▶ _Problem to solve_: How many lines of the listing below contain the string "upright"? Matching is case-sensitive; reply with the number only.
┄┄┄┄┄┄┄┄┄┄
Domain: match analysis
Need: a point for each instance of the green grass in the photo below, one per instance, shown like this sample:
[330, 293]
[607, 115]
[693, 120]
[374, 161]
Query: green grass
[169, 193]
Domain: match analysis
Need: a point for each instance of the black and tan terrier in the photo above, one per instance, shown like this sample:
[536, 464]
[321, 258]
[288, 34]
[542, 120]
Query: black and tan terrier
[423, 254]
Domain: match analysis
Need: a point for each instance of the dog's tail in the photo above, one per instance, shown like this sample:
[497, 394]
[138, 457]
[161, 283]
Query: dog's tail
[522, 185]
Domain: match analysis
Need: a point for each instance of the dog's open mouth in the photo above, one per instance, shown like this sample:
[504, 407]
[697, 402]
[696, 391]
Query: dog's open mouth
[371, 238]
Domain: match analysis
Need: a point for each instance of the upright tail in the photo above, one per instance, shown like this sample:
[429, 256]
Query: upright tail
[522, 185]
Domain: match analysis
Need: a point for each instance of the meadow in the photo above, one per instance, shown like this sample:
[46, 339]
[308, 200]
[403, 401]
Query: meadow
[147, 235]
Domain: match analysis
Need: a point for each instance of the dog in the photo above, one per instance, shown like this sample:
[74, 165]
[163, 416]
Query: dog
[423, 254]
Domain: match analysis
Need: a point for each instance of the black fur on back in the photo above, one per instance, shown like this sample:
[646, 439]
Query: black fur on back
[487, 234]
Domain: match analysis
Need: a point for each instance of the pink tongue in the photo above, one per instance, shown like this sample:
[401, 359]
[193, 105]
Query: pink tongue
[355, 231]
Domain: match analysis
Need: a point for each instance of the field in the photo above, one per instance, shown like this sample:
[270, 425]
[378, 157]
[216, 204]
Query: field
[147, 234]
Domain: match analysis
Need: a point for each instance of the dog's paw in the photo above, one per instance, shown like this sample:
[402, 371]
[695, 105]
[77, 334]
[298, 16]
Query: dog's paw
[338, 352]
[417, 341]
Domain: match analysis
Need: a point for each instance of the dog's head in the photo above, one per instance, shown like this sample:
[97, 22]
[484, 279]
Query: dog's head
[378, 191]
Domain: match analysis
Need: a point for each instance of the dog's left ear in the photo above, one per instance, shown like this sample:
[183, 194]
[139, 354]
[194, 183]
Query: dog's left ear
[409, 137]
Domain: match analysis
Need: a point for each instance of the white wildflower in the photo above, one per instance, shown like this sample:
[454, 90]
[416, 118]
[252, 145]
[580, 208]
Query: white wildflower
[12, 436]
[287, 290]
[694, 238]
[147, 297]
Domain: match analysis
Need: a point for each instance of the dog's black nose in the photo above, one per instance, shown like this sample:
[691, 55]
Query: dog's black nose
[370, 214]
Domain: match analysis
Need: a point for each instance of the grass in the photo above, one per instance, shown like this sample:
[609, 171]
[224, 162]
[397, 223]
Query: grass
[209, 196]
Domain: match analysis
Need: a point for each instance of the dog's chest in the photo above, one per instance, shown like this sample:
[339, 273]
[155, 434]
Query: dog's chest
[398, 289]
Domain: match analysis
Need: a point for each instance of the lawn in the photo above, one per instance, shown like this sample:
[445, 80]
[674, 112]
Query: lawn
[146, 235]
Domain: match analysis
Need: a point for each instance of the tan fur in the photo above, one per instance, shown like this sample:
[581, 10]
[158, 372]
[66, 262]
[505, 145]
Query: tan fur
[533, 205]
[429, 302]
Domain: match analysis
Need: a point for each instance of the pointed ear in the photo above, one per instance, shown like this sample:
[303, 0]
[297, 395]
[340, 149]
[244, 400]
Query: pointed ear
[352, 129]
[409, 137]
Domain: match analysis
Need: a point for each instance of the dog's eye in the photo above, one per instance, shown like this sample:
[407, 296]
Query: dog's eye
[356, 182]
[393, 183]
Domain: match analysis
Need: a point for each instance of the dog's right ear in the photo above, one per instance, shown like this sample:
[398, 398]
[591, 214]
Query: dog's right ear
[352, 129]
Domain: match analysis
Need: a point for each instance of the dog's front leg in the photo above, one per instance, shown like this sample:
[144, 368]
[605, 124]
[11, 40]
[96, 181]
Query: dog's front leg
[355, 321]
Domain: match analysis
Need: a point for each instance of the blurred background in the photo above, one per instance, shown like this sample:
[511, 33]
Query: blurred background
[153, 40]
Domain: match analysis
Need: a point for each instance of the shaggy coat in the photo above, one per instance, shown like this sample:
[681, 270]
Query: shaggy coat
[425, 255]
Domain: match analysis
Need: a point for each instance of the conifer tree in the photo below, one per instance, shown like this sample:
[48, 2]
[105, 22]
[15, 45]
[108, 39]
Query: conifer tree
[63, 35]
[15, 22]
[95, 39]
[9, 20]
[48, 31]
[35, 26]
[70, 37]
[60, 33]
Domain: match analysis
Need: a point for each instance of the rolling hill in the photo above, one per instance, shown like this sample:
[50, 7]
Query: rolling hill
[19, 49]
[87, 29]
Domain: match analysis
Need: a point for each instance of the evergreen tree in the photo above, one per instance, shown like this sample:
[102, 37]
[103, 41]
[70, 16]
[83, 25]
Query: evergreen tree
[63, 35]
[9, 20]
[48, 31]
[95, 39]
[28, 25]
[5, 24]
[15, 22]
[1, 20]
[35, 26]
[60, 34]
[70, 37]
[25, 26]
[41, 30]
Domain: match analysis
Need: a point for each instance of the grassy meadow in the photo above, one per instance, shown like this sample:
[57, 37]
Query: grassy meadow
┄┄┄┄┄┄┄┄┄┄
▶ _Written reply_: 2